====== Supplied data

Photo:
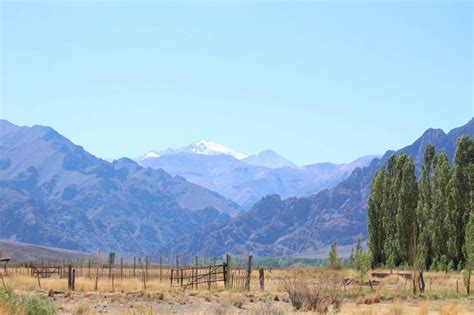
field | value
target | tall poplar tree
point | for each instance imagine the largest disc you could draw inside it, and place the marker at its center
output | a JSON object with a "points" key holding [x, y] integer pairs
{"points": [[424, 209], [440, 217], [459, 198], [375, 218], [389, 206], [407, 201]]}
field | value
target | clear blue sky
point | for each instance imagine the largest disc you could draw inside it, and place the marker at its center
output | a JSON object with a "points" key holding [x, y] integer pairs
{"points": [[315, 81]]}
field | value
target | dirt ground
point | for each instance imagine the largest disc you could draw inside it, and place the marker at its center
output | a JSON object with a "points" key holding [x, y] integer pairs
{"points": [[391, 294]]}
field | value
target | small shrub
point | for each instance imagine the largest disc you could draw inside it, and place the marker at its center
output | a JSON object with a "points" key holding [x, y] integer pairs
{"points": [[312, 291], [36, 306], [8, 300], [368, 299], [451, 266]]}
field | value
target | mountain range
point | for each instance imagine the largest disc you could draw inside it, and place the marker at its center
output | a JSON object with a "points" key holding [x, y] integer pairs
{"points": [[246, 179], [302, 226], [54, 193]]}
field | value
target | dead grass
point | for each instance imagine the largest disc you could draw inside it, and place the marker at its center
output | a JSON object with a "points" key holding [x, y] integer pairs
{"points": [[368, 299], [298, 289]]}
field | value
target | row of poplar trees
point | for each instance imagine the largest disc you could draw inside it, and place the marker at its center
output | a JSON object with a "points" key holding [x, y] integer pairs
{"points": [[422, 222]]}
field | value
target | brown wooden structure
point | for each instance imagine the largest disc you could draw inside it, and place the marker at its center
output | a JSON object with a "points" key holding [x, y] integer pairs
{"points": [[45, 272], [194, 276]]}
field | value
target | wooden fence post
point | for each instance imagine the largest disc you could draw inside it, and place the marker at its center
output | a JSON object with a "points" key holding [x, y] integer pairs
{"points": [[69, 277], [64, 269], [262, 279], [134, 265], [73, 282], [209, 279], [146, 268], [249, 273], [121, 268], [197, 273], [161, 268], [97, 269], [228, 277]]}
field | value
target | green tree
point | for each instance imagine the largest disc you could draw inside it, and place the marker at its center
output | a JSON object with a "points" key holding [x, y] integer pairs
{"points": [[469, 247], [423, 211], [440, 220], [375, 218], [363, 261], [406, 205], [469, 233], [459, 198], [389, 206], [333, 256]]}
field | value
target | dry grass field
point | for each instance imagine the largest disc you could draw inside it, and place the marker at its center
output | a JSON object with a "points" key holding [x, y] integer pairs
{"points": [[295, 290]]}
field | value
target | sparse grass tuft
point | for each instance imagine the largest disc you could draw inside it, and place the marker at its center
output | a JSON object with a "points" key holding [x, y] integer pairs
{"points": [[368, 299]]}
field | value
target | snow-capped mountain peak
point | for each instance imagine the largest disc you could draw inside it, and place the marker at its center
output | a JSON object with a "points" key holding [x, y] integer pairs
{"points": [[204, 147], [151, 154], [207, 147]]}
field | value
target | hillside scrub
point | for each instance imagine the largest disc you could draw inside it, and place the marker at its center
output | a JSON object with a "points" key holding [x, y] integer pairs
{"points": [[10, 303]]}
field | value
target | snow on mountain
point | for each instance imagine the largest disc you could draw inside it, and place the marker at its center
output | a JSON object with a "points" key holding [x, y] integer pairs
{"points": [[270, 159], [211, 148], [204, 147]]}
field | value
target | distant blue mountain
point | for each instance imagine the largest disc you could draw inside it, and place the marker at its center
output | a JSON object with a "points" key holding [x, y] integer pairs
{"points": [[303, 226], [53, 192], [247, 179]]}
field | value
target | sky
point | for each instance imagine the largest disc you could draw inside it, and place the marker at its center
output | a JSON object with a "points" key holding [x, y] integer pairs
{"points": [[315, 81]]}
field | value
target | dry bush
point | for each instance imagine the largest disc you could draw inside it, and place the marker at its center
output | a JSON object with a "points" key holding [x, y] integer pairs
{"points": [[396, 309], [312, 290], [453, 309], [83, 308], [368, 299]]}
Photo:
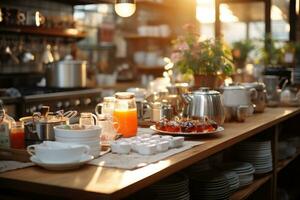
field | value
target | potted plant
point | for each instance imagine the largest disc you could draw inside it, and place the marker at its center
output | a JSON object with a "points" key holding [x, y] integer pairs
{"points": [[240, 52], [270, 54], [209, 61]]}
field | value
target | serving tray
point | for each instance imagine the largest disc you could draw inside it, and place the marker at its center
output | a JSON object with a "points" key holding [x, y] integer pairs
{"points": [[219, 129]]}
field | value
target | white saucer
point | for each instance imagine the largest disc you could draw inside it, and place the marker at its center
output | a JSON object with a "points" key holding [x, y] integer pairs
{"points": [[62, 166]]}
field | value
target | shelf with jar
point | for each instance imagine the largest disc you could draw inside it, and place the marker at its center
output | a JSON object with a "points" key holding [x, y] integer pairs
{"points": [[43, 31]]}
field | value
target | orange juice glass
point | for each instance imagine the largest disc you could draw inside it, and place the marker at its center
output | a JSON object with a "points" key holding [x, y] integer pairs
{"points": [[125, 114]]}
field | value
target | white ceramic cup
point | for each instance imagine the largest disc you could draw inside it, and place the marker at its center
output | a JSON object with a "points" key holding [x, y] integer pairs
{"points": [[48, 154], [139, 57]]}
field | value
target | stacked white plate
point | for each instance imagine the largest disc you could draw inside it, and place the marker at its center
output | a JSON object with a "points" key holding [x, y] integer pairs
{"points": [[233, 180], [90, 137], [296, 75], [198, 167], [244, 170], [209, 185], [258, 153], [175, 187]]}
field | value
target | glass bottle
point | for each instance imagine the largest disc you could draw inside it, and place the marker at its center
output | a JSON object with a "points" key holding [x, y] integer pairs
{"points": [[17, 135], [108, 132], [106, 107], [125, 114], [87, 119], [5, 125]]}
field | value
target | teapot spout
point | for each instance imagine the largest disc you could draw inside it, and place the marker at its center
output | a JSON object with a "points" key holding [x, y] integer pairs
{"points": [[187, 98]]}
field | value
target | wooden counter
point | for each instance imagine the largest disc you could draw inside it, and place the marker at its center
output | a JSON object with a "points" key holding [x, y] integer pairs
{"points": [[91, 182]]}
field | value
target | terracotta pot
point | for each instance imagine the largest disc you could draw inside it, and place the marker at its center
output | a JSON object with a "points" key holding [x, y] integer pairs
{"points": [[211, 81]]}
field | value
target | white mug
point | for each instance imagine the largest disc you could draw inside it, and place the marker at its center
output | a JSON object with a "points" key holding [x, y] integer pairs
{"points": [[48, 154]]}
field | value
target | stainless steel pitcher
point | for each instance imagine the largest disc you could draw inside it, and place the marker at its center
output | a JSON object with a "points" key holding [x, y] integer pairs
{"points": [[204, 102]]}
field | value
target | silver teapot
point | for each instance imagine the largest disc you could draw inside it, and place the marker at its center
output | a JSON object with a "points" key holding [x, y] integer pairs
{"points": [[204, 102]]}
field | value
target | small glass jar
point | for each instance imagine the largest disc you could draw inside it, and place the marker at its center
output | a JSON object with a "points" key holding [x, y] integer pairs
{"points": [[87, 119], [17, 135], [125, 114], [106, 107], [108, 132]]}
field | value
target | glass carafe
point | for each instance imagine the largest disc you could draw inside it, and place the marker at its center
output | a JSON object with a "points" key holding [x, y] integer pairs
{"points": [[87, 119], [106, 107], [125, 114]]}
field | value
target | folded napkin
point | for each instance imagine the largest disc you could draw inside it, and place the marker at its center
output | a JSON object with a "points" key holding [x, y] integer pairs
{"points": [[12, 165], [135, 160], [57, 145]]}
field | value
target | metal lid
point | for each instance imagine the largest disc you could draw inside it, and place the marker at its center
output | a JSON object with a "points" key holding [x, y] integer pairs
{"points": [[206, 91], [109, 99], [234, 87], [124, 95], [44, 120], [257, 85]]}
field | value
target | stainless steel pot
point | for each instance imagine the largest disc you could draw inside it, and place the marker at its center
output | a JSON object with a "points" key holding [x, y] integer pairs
{"points": [[66, 74], [39, 130], [259, 98], [204, 102]]}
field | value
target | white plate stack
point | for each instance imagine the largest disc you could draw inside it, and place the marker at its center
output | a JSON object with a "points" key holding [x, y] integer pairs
{"points": [[233, 180], [258, 153], [198, 167], [209, 185], [175, 187], [90, 137], [244, 170]]}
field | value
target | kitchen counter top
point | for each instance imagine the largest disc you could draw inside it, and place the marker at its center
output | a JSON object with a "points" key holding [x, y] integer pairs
{"points": [[91, 182]]}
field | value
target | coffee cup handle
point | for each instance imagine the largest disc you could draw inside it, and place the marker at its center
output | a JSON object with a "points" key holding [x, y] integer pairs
{"points": [[115, 124], [97, 108], [87, 149], [31, 150]]}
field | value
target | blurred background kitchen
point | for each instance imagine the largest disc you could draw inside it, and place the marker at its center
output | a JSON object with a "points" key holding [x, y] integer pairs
{"points": [[69, 54]]}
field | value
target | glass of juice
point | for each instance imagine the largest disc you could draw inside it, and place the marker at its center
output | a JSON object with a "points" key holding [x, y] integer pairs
{"points": [[125, 114], [17, 136]]}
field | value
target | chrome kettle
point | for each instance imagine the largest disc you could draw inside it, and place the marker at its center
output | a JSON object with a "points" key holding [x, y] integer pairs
{"points": [[204, 102]]}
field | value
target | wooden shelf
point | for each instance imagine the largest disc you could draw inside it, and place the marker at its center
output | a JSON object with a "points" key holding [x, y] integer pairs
{"points": [[97, 47], [246, 191], [140, 37], [83, 2], [155, 70], [120, 86], [283, 163], [153, 5], [54, 32], [95, 182]]}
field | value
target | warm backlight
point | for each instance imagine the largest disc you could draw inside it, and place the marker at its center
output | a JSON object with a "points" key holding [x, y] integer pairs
{"points": [[126, 122]]}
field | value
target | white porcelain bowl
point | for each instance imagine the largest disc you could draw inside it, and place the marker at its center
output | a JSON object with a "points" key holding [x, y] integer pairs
{"points": [[93, 132], [76, 140], [56, 152]]}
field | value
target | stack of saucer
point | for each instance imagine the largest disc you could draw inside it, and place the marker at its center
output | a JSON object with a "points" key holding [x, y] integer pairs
{"points": [[175, 187], [233, 180], [296, 75], [209, 185], [90, 137], [198, 167], [258, 153], [244, 170]]}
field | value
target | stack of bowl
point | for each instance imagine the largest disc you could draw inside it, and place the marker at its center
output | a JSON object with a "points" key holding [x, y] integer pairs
{"points": [[89, 136]]}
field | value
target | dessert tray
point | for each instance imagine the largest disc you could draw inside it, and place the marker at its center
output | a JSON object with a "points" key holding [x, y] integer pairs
{"points": [[219, 129], [62, 166]]}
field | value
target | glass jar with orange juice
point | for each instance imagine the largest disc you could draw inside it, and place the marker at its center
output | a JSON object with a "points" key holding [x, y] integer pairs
{"points": [[17, 136], [125, 114]]}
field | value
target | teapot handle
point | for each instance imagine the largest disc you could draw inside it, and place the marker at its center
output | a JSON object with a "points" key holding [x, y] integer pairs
{"points": [[97, 108], [253, 93]]}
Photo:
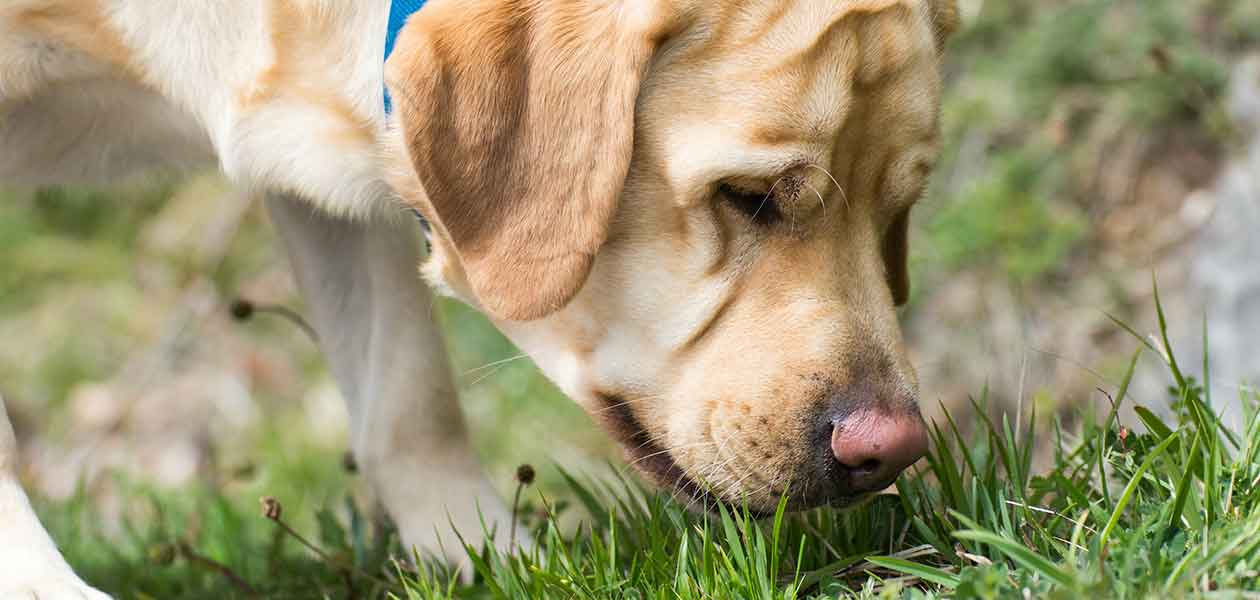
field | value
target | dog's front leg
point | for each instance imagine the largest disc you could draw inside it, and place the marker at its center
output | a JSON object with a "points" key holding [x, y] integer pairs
{"points": [[30, 566], [374, 319]]}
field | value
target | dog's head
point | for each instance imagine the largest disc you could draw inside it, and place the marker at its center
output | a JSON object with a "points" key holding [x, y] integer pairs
{"points": [[692, 214]]}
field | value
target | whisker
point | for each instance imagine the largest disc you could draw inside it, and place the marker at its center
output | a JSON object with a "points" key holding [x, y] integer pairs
{"points": [[497, 363], [820, 201], [843, 196]]}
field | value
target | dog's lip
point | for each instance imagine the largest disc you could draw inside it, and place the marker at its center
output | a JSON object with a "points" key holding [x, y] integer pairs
{"points": [[643, 453]]}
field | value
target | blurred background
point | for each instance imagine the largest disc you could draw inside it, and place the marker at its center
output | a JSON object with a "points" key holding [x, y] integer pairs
{"points": [[1089, 145]]}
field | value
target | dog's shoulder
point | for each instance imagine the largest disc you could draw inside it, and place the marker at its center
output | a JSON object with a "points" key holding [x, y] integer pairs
{"points": [[287, 93]]}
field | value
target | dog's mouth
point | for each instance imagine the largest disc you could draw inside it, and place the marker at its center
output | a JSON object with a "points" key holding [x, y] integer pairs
{"points": [[645, 454], [658, 465]]}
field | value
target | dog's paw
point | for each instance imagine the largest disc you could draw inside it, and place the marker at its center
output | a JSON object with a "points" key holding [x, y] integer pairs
{"points": [[51, 588]]}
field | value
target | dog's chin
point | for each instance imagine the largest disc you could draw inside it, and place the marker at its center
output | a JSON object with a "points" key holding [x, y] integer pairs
{"points": [[645, 455], [658, 467]]}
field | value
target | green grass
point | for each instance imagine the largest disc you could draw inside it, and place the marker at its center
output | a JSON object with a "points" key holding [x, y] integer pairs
{"points": [[1172, 511]]}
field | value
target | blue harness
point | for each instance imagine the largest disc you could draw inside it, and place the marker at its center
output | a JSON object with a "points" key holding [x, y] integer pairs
{"points": [[398, 13]]}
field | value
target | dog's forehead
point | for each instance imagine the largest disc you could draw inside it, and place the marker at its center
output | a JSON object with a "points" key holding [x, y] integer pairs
{"points": [[771, 83]]}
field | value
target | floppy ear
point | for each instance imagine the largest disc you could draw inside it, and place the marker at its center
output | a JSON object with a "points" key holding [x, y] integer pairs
{"points": [[518, 117], [896, 255], [945, 19]]}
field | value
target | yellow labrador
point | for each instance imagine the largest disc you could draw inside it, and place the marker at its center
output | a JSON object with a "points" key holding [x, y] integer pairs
{"points": [[691, 213]]}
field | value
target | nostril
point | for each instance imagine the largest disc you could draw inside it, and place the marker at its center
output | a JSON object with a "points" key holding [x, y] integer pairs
{"points": [[868, 465], [872, 448]]}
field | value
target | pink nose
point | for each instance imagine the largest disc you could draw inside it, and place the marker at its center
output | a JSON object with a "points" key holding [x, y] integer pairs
{"points": [[875, 446]]}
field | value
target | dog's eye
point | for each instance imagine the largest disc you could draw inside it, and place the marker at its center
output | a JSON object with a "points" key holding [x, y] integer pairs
{"points": [[759, 206]]}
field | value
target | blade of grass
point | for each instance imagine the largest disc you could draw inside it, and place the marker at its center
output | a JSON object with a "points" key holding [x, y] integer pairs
{"points": [[925, 572], [1127, 496], [1021, 555]]}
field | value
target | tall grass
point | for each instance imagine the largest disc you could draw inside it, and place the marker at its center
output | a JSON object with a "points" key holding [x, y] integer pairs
{"points": [[1171, 511]]}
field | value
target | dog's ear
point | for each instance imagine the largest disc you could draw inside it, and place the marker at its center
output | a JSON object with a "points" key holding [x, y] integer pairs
{"points": [[896, 257], [518, 117], [945, 19]]}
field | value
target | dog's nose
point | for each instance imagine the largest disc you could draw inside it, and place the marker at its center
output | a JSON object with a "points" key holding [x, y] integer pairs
{"points": [[873, 446]]}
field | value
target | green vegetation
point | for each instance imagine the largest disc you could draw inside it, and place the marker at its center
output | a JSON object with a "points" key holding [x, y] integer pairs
{"points": [[1041, 95], [1173, 511]]}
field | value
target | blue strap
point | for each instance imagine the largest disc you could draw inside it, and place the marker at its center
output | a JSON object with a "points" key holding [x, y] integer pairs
{"points": [[398, 13]]}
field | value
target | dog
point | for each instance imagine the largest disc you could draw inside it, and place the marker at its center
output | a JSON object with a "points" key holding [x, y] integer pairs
{"points": [[691, 213]]}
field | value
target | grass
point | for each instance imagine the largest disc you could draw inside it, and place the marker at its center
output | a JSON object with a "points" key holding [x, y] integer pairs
{"points": [[1171, 511]]}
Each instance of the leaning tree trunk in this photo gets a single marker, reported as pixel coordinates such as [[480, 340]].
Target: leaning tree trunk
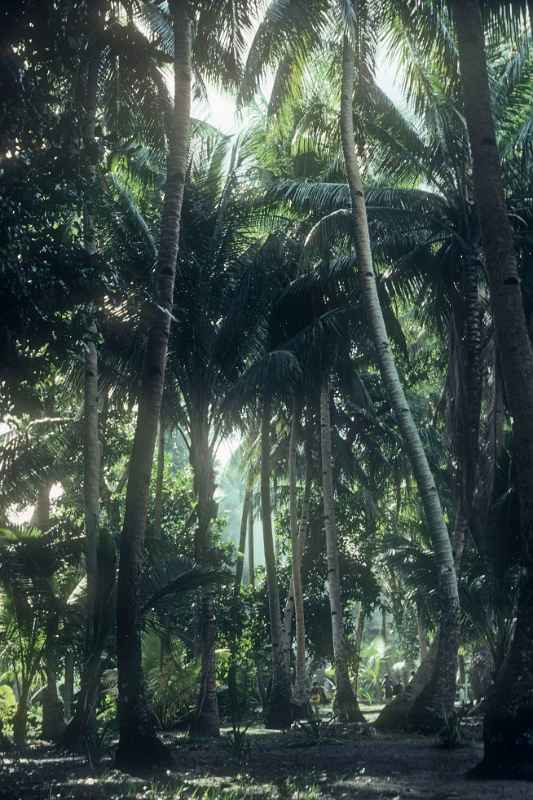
[[138, 744], [277, 712], [53, 720], [246, 510], [81, 729], [251, 546], [508, 731], [346, 701], [206, 721], [448, 592], [288, 611], [160, 475], [299, 694]]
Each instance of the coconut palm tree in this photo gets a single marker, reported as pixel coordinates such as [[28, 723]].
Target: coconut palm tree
[[285, 40], [510, 713]]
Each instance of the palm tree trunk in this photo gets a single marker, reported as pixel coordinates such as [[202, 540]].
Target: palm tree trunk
[[347, 706], [277, 713], [359, 631], [297, 589], [395, 715], [251, 547], [246, 508], [160, 474], [138, 744], [448, 591], [53, 721], [206, 720], [508, 732], [423, 642], [68, 692], [81, 729]]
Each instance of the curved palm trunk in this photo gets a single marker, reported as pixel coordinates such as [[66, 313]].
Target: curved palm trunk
[[346, 701], [508, 732], [53, 720], [449, 623], [206, 721], [251, 547], [246, 510], [359, 631], [160, 474], [138, 744], [297, 589], [288, 611], [81, 729], [277, 713]]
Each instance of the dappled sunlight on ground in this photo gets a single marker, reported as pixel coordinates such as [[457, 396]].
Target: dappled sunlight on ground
[[277, 766]]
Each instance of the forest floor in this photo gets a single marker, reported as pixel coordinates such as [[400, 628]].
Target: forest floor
[[290, 766]]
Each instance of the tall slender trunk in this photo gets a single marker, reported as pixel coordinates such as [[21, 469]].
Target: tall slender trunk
[[278, 710], [288, 611], [346, 701], [423, 642], [239, 563], [385, 637], [508, 732], [160, 474], [206, 721], [296, 545], [448, 591], [251, 546], [53, 720], [138, 744], [359, 631], [235, 621], [68, 691], [81, 728]]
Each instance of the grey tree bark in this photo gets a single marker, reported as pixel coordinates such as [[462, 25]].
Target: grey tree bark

============

# Exercise requirements
Look through the material above. Copy each line where the word "saucer" appears.

# Result
target | white saucer
target | stack of saucer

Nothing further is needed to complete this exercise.